= Passage to read =
FYI. Your doctor should know about this.
Brain responses to intermittent fasting and the healthy living diet in older adults
Published:June 19, 2024DOI:https://doi.org/10.1016/j.cmet.2024.05.017
Highlights
- •8 weeks of 5:2 intermittent fasting caused more weight loss than healthy living diet
- •Both diets reduced neuronal insulin resistance and the pace of brain aging
- •Both diets improved memory and executive function, with 5:2 intermittent fasting more so
- •Biomarkers of Alzheimer’s disease did not change with either diet
Summary
Diet may promote brain health in metabolically impaired older individuals. In an 8-week
randomized clinical trial involving 40 cognitively intact older adults with insulin
resistance, we examined the effects of 5:2 intermittent fasting and the healthy living
diet on brain health. Although intermittent fasting induced greater weight loss, the
two diets had comparable effects in improving insulin signaling biomarkers in neuron-derived
extracellular vesicles, decreasing the brain-age-gap estimate (reflecting the pace
of biological aging of the brain) on magnetic resonance imaging, reducing brain glucose
on magnetic resonance spectroscopy, and improving blood biomarkers of carbohydrate
and lipid metabolism, with minimal changes in cerebrospinal fluid biomarkers for Alzheimer’s
disease. Intermittent fasting and healthy living improved executive function and memory,
with intermittent fasting benefiting more certain cognitive measures. In exploratory
analyses, sex, body mass index, and apolipoprotein E and SLC16A7 genotypes modulated diet effects. The study provides a blueprint for assessing brain
effects of dietary interventions and motivates further research on intermittent fasting
and continuous diets for brain health optimization. For further information, please
see ClinicalTrials.gov registration: NCT02460783.

= Work request =
Please copy out the intermittent fasting study page above in full, word for word.

= Data records =
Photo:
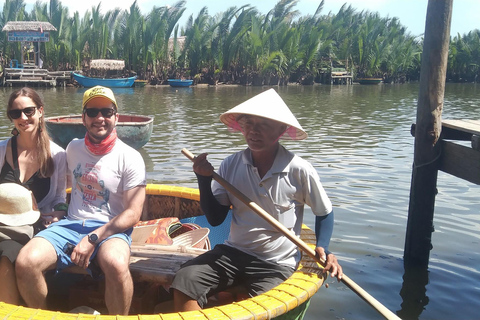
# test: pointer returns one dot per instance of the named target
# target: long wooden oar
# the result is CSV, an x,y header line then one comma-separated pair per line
x,y
299,242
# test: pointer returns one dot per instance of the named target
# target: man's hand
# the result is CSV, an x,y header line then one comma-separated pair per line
x,y
82,252
51,217
201,166
331,263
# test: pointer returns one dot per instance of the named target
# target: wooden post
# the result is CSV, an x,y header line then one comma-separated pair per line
x,y
428,127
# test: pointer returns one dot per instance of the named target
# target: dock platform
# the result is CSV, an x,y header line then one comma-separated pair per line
x,y
461,160
34,77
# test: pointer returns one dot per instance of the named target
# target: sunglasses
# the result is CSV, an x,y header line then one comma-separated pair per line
x,y
93,112
17,113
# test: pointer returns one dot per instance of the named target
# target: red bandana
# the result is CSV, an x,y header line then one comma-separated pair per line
x,y
103,147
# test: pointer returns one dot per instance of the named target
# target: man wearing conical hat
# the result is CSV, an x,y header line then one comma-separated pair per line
x,y
256,255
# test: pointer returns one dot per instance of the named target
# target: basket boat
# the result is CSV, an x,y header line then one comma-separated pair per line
x,y
180,206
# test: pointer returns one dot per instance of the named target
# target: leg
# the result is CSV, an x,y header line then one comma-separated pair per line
x,y
36,257
114,257
8,290
182,302
203,276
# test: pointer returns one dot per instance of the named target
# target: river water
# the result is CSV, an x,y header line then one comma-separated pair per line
x,y
360,143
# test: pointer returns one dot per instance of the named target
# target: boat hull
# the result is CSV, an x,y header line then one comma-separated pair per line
x,y
289,300
133,130
369,80
180,83
110,83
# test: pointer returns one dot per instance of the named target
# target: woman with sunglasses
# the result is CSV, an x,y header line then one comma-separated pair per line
x,y
31,159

= Problem solution =
FYI. Your doctor should know about this.
Brain responses to intermittent fasting and the healthy living diet in older adults
Published:June 19, 2024DOI:https://doi.org/10.1016/j.cmet.2024.05.017
Highlights
- •8 weeks of 5:2 intermittent fasting caused more weight loss than healthy living diet
- •Both diets reduced neuronal insulin resistance and the pace of brain aging
- •Both diets improved memory and executive function, with 5:2 intermittent fasting more so
- •Biomarkers of Alzheimer’s disease did not change with either diet
Summary
Diet may promote brain health in metabolically impaired older individuals. In an 8-week
randomized clinical trial involving 40 cognitively intact older adults with insulin
resistance, we examined the effects of 5:2 intermittent fasting and the healthy living
diet on brain health. Although intermittent fasting induced greater weight loss, the
two diets had comparable effects in improving insulin signaling biomarkers in neuron-derived
extracellular vesicles, decreasing the brain-age-gap estimate (reflecting the pace
of biological aging of the brain) on magnetic resonance imaging, reducing brain glucose
on magnetic resonance spectroscopy, and improving blood biomarkers of carbohydrate
and lipid metabolism, with minimal changes in cerebrospinal fluid biomarkers for Alzheimer’s
disease. Intermittent fasting and healthy living improved executive function and memory,
with intermittent fasting benefiting more certain cognitive measures. In exploratory
analyses, sex, body mass index, and apolipoprotein E and SLC16A7 genotypes modulated diet effects. The study provides a blueprint for assessing brain
effects of dietary interventions and motivates further research on intermittent fasting
and continuous diets for brain health optimization. For further information, please
see ClinicalTrials.gov registration: NCT02460783.